• _YOUR ASSIGNMENT_
The expected output is each line below containing "electric", copied in full.

*** SOURCE INFORMATION

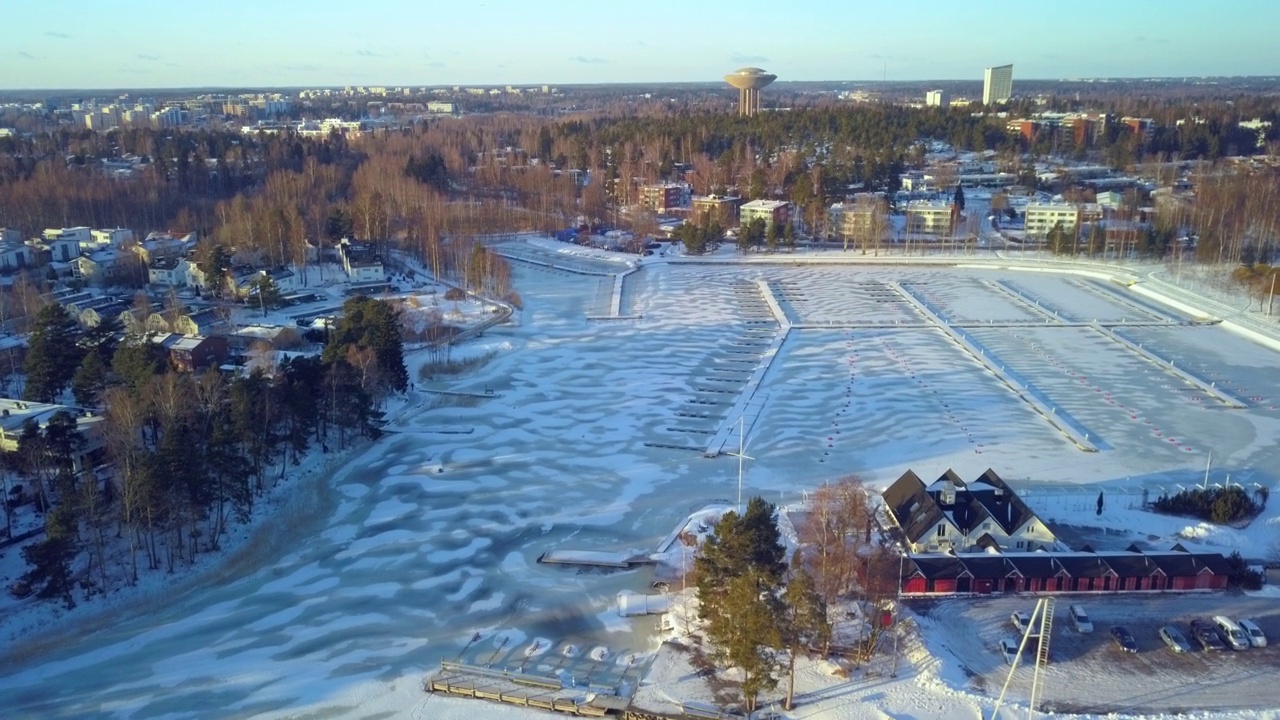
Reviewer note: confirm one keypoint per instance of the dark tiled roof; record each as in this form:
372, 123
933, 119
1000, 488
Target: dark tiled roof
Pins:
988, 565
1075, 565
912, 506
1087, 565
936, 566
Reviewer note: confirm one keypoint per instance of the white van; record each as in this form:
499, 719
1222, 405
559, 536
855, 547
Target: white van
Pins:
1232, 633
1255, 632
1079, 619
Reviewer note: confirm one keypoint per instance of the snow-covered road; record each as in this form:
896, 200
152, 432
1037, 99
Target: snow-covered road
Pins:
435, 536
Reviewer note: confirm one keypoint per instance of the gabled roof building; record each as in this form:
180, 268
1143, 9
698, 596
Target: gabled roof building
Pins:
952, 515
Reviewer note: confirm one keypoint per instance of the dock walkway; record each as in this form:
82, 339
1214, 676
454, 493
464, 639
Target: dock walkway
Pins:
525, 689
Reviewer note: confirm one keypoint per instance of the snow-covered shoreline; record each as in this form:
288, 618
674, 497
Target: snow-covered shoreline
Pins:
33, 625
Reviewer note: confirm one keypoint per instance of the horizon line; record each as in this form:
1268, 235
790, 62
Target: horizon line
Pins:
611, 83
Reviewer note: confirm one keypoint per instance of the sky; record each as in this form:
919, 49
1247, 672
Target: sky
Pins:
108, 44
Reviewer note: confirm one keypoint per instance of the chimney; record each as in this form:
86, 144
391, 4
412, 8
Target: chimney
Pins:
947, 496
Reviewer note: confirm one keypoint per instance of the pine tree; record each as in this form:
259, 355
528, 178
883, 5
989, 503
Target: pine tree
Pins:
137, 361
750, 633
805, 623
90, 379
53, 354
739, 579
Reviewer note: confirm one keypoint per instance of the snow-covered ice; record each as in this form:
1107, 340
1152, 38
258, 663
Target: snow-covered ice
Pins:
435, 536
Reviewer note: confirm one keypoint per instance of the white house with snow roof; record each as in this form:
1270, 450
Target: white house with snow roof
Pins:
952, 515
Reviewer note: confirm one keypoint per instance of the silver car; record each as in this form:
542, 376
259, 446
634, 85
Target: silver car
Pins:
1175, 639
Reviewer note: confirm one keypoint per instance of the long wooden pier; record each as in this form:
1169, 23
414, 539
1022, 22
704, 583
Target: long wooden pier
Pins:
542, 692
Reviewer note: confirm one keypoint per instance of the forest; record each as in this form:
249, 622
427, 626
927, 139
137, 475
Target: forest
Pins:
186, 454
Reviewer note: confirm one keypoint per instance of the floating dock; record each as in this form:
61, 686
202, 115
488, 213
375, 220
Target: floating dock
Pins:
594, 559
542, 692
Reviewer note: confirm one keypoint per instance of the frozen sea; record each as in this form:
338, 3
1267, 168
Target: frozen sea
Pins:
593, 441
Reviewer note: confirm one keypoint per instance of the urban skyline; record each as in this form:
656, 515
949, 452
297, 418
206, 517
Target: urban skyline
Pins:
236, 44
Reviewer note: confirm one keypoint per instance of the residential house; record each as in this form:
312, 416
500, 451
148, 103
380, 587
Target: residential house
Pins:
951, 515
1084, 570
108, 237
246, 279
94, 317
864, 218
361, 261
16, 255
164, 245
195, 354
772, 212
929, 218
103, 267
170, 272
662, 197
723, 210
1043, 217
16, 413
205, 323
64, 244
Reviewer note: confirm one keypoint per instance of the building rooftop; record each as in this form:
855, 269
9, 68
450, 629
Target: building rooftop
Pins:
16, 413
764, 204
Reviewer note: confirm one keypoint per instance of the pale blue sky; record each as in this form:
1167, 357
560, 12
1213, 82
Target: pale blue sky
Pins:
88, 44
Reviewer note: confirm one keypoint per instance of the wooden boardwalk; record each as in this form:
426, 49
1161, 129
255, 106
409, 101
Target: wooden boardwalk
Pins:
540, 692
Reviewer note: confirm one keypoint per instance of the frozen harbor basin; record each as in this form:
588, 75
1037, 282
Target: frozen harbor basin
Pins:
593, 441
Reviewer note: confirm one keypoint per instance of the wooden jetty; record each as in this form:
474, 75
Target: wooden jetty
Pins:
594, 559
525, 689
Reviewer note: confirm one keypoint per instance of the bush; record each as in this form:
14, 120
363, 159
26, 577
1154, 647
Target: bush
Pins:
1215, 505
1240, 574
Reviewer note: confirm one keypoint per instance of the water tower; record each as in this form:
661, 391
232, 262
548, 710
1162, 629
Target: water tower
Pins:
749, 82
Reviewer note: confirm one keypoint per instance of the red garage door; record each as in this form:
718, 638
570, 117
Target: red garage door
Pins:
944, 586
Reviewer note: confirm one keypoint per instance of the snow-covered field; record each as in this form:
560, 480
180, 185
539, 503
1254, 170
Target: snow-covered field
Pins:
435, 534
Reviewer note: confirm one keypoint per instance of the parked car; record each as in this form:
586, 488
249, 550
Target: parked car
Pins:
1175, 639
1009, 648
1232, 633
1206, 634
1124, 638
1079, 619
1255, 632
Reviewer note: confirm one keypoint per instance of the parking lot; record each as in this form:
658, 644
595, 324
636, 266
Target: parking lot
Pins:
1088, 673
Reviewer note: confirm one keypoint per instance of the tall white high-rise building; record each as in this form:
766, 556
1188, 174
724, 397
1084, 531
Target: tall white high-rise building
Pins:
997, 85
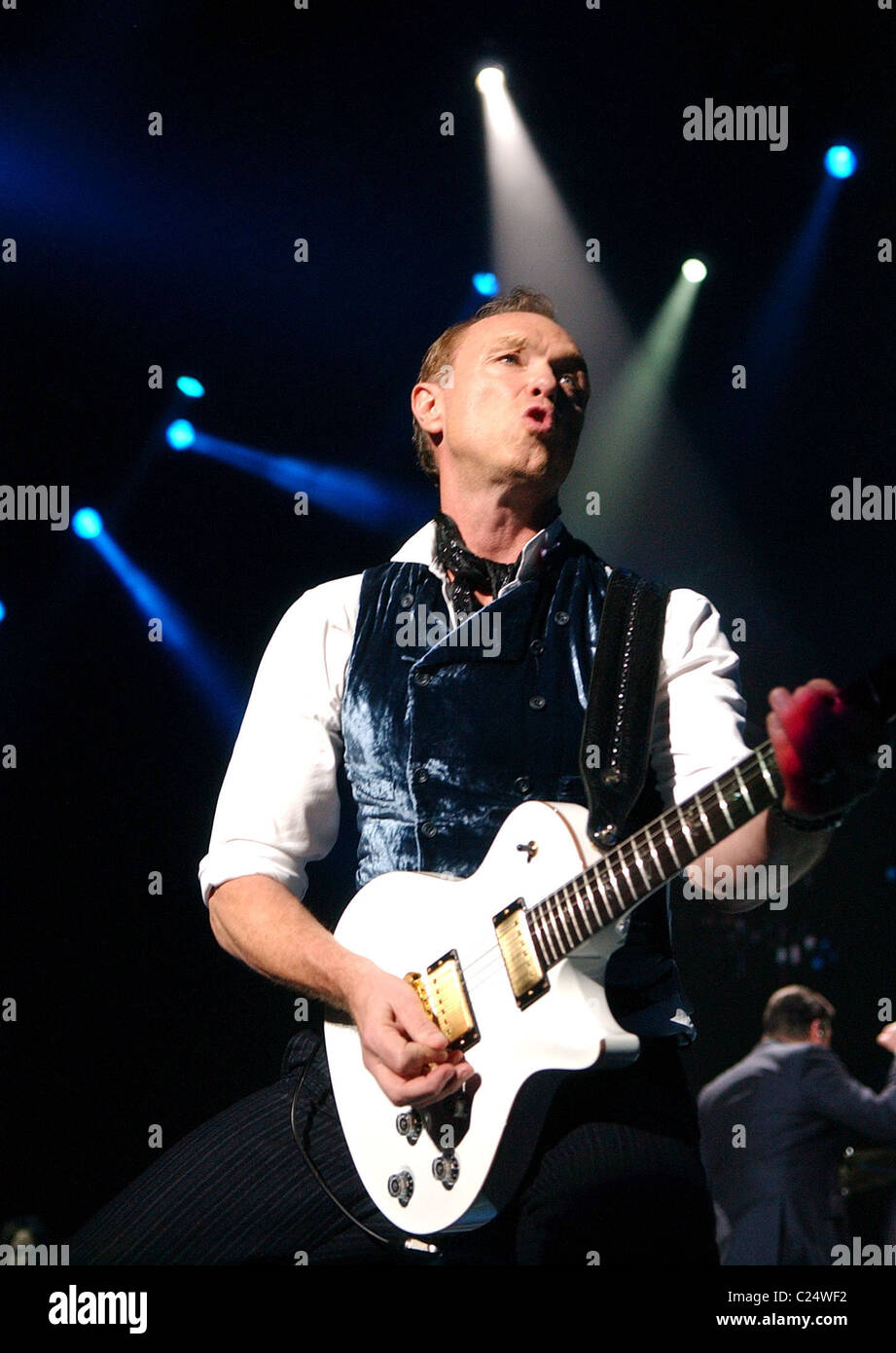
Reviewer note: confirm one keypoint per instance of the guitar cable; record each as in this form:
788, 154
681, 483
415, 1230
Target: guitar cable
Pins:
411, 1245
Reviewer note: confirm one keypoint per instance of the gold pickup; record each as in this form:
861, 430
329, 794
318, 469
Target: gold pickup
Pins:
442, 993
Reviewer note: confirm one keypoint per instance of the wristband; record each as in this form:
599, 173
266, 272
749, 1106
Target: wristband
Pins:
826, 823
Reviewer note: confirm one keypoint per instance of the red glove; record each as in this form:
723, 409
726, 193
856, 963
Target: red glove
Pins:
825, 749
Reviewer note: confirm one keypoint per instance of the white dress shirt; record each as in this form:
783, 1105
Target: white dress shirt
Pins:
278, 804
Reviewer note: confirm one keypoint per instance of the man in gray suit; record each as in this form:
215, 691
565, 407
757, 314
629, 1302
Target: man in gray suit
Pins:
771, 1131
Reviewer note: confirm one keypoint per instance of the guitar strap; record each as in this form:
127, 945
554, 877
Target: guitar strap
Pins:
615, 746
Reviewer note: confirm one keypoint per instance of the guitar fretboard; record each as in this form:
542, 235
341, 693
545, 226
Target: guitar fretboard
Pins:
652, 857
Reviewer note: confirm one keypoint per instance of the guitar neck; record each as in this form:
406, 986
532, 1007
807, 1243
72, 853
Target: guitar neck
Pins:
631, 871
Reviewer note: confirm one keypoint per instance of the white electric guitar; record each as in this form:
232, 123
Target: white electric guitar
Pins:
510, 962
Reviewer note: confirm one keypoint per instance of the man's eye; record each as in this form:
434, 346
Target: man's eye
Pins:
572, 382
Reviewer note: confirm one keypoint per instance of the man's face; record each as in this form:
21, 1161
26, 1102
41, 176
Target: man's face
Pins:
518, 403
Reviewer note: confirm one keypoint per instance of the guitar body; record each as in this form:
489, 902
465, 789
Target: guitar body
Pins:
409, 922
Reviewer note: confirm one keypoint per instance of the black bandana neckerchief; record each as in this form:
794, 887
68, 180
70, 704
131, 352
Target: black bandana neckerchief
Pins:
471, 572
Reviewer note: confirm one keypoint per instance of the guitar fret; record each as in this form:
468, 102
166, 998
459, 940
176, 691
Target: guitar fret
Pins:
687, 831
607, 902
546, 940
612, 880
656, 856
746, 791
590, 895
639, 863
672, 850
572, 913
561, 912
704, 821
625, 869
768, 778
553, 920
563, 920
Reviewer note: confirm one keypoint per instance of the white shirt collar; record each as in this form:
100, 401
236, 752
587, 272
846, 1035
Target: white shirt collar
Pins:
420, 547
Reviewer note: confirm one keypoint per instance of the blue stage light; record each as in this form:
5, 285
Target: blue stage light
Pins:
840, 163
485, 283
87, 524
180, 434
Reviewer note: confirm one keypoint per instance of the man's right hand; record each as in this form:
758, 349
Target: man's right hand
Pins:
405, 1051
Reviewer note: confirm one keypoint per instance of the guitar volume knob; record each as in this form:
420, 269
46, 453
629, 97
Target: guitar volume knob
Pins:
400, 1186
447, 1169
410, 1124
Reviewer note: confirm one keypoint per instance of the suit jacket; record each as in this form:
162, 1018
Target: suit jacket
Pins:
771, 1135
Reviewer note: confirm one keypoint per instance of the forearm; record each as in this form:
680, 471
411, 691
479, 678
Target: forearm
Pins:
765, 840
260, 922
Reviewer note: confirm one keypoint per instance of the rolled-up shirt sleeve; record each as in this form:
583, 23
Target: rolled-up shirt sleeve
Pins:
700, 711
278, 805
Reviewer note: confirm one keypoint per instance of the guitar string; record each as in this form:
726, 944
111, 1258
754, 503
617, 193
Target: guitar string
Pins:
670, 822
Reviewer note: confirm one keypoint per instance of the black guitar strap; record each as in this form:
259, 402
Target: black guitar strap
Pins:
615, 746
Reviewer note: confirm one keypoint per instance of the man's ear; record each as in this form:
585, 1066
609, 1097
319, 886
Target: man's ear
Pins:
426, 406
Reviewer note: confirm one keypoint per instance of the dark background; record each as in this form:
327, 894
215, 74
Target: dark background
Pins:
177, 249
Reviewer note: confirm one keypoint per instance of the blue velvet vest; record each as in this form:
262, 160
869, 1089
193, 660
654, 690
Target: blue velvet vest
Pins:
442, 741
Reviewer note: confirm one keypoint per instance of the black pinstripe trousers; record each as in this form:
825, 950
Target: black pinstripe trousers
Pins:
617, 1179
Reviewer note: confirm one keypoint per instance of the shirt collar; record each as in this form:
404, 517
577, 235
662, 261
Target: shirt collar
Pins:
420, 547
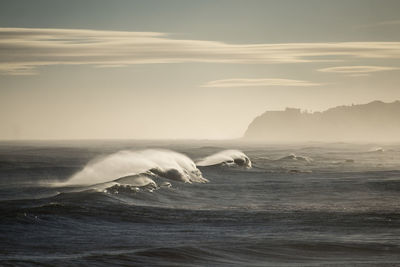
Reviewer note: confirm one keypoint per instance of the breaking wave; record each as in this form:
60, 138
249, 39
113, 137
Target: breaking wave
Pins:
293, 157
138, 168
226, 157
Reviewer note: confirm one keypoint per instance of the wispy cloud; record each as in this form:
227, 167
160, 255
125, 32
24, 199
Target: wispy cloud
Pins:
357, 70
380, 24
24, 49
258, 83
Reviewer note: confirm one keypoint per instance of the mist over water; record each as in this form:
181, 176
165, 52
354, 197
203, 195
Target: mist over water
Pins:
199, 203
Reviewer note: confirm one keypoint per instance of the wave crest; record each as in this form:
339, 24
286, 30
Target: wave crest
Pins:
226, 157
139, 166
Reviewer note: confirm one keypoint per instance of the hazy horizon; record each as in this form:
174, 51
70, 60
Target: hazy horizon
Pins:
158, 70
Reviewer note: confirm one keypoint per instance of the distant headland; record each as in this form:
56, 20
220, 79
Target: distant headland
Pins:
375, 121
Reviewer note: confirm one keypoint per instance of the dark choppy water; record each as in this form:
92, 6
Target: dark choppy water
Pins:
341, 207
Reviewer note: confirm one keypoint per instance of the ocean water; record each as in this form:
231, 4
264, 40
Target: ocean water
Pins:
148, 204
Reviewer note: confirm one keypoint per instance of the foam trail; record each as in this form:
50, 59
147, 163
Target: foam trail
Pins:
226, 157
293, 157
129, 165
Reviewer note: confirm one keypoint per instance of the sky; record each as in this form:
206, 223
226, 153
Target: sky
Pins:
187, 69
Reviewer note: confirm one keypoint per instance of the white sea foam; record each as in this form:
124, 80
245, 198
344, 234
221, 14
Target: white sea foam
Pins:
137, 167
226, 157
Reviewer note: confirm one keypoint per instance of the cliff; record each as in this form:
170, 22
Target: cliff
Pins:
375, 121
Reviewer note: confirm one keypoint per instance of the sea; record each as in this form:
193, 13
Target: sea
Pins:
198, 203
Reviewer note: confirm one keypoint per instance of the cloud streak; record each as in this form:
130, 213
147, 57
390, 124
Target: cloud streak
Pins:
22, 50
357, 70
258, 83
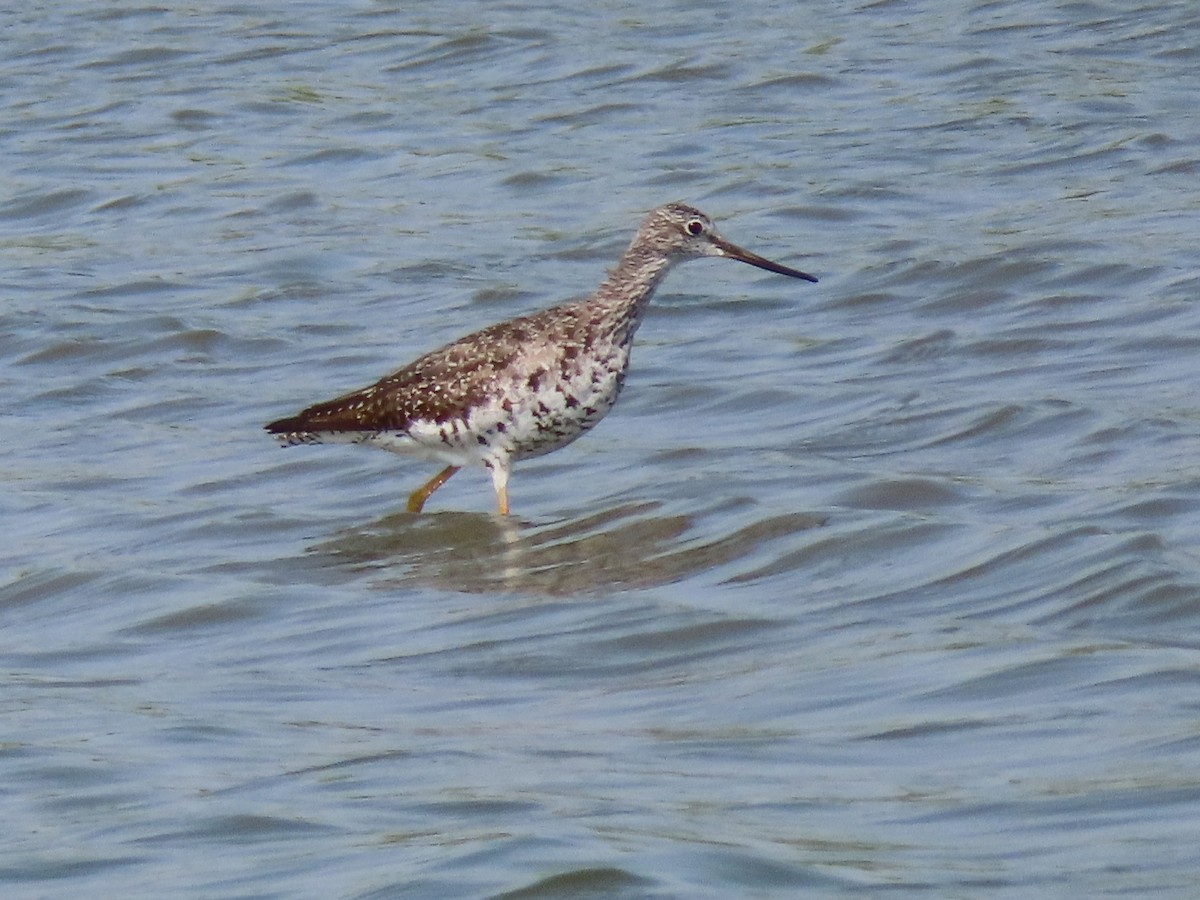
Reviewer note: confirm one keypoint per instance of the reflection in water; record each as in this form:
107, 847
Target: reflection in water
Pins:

******

• _REPLY_
Reviewer note: confirm one keypoint per instance of the white electric guitar; record each as in this form:
Target: white electric guitar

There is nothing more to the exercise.